DATASET EXCERPTS:
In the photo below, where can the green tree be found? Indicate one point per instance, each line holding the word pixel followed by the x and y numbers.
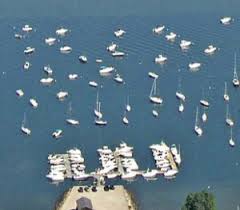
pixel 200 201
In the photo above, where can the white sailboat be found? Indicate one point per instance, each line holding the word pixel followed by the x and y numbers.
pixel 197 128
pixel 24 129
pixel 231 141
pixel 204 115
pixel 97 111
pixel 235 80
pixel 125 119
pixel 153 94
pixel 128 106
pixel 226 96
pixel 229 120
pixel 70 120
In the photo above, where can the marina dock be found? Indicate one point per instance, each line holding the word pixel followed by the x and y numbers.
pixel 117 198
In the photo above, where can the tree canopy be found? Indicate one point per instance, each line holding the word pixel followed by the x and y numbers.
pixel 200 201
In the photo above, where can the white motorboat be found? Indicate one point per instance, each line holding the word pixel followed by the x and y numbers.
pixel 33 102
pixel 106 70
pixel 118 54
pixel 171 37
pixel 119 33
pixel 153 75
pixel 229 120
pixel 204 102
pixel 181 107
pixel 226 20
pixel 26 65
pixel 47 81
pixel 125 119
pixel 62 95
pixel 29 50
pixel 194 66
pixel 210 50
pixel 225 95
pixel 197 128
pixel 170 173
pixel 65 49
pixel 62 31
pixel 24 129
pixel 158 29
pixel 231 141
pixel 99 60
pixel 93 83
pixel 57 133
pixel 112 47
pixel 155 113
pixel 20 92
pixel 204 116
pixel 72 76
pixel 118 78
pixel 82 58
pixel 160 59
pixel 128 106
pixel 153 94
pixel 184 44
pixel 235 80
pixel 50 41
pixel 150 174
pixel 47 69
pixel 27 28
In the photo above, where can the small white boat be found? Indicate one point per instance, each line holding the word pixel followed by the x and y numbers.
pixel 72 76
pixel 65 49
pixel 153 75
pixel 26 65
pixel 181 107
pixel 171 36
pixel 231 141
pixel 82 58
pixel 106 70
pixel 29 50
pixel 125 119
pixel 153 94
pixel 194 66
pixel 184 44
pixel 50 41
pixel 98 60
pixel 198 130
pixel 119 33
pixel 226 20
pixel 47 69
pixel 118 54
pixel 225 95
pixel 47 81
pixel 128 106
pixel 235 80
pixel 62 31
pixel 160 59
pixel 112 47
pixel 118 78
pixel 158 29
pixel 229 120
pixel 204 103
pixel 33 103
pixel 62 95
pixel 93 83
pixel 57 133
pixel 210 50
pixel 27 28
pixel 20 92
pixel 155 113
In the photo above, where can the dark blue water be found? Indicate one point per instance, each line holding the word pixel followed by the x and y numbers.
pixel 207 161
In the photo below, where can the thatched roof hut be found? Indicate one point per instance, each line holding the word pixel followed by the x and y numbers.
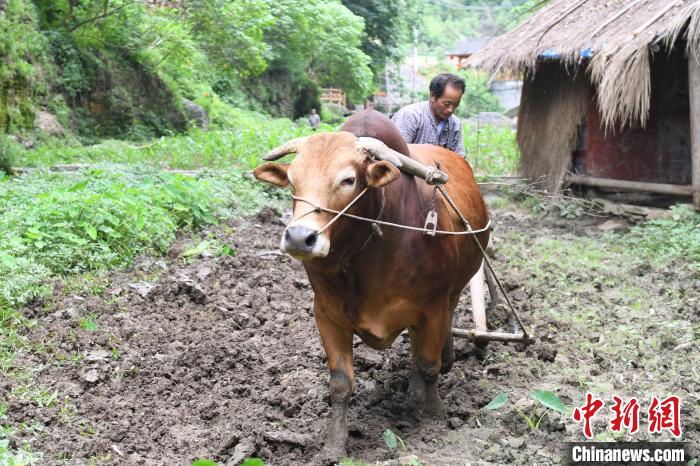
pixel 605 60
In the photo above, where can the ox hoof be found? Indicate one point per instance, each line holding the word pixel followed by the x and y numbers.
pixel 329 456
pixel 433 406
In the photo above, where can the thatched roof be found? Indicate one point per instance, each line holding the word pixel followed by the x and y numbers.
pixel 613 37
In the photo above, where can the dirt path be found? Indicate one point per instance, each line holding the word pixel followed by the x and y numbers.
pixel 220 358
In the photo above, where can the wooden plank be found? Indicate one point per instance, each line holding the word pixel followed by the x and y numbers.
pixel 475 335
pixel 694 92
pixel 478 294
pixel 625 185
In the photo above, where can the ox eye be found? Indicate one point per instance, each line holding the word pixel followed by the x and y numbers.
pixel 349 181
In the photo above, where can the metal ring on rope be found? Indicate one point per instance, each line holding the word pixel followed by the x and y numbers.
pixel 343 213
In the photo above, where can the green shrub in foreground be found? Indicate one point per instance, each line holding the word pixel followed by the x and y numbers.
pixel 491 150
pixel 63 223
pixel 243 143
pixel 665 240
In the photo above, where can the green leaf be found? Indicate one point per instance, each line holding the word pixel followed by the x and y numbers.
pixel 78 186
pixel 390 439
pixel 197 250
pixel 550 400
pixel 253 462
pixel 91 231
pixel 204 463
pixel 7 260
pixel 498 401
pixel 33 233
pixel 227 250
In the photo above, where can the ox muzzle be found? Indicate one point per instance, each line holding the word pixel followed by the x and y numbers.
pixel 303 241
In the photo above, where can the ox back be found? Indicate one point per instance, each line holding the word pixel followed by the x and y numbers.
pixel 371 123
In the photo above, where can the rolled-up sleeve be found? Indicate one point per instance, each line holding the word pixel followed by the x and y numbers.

WHAT THE TASK REQUIRES: The lines from the one with "In the photo above, where can the ox back" through the final line of the data are to be reproduced exactly, both included, with no other lines.

RESPONSE:
In the photo above, where can the ox back be found? Indicate one point per instance, each line holding the word pixel followed by the x and y numbers.
pixel 371 123
In the photo above, where can the rolled-up sleeve be found? Indicate one point per instance, each line holding the word pixel followed by the x and y numbers.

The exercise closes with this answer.